Stored items
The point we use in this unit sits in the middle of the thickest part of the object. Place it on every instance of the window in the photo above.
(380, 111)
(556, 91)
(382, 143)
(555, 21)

_WORK REQUIRED_
Take the records shown above and output them again exactly.

_ANSWER BOX_
The point we use in this unit sits in the middle of the thickest part of the object. Place it on every instance of the window in the photo above.
(380, 111)
(556, 91)
(382, 143)
(555, 21)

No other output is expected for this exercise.